For the record, I have a Volvo TMD22 (B?)...  I typically cruise at around 2400rpm, which yields a boat speed of about 6.5kts.  I have a fixed three-blade prop (probably the original spare).  I think the boat went faster at this RPM last year when I first bought her, but that could be me misremembering the RPM, or the tachometer going out of calibration, or the fact that I badly need a bottom job (though I had it scraped only a couple weeks ago).  I do not know my max RPM; my engine needs a new timing belt and I don't think it's prudent to stress it until that is replaced.  The fastest I've gone is about 2600 and I'm sure it can go higher.  I saw around 7.2kts STW at that speed.

Thanks,
Ryan and Kelly
SM 233 Iteration
Boston, MA, USA


Re: [Amel Yacht Owners] engine cruising RPM

Teun BAAS
 

Hi Porter,

 

I understood you had a new VOLVO installed. If so, and it is a common rail, then there is NO need to run the engine on high rpms to “burn out the soot”.

 

This is the specific instruction I got this week from the SYDNEY VOLVO technician installing my VOLVO D3 110 H here in NOUMEA NEW CALEDONIA.

 

Best Regards Teun

AMELIT  54 – 128

NOUMEA NEW CALEDONIA

Jul 08, 2018   10:27:44

 

 

 

 

From: amelyachtowners@... [mailto:amelyachtowners@...]
Sent: Sunday, July 08, 2018 10:24 AM
To: amelyachtowners@...
Subject: Re: [Amel Yacht Owners] engine cruising RPM

 

 

Thanks Mark. 

If temp is the final data point, we cruise at about 79-80. What should be the goal?

Records from a data source:
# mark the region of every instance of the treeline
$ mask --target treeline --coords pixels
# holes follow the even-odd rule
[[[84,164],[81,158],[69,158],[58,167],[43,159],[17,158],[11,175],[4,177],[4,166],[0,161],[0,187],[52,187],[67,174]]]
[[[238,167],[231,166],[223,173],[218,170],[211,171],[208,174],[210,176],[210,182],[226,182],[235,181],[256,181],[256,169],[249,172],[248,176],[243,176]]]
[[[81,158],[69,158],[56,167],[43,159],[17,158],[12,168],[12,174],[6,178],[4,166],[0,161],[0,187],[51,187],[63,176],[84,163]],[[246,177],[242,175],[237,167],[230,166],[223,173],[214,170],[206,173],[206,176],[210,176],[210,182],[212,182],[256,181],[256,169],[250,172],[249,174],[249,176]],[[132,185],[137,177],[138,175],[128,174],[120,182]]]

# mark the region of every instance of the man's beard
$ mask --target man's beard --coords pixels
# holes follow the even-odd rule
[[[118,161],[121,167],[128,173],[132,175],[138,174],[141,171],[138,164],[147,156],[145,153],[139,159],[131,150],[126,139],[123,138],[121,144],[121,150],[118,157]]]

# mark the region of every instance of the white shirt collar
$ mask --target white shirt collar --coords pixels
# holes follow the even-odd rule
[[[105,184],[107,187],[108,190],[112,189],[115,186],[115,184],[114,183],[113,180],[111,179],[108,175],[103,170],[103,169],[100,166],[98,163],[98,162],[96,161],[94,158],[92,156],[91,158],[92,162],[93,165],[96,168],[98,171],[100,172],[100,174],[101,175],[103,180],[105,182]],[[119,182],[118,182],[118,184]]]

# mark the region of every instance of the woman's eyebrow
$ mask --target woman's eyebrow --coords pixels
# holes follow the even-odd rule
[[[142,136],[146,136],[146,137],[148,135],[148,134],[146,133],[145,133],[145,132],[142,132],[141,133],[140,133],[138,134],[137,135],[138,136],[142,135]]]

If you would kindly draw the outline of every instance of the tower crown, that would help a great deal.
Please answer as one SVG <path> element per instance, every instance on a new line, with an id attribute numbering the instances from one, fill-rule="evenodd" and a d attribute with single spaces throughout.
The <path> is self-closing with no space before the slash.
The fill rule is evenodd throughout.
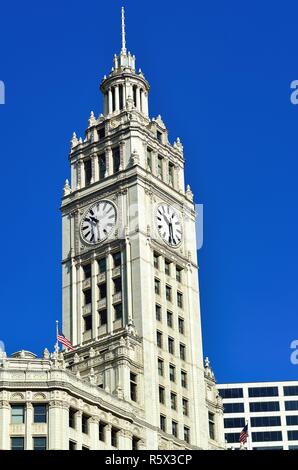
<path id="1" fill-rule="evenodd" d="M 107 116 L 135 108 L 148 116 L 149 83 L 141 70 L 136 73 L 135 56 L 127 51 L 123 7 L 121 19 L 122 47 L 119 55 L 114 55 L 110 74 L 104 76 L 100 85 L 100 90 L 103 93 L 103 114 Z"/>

* Given instruction *
Answer these questions from the engine RPM thread:
1. At what RPM does the Volvo TMD22 owner typically cruise?
2. Which engine was the Sydney Volvo technician installing in Noumea?
3. What temperature does the writer of the last message say they cruise at?
Rely only on the text when answering.

* Output for this exercise *
1. Around 2400rpm.
2. A Volvo D3 110 H.
3. About 79-80.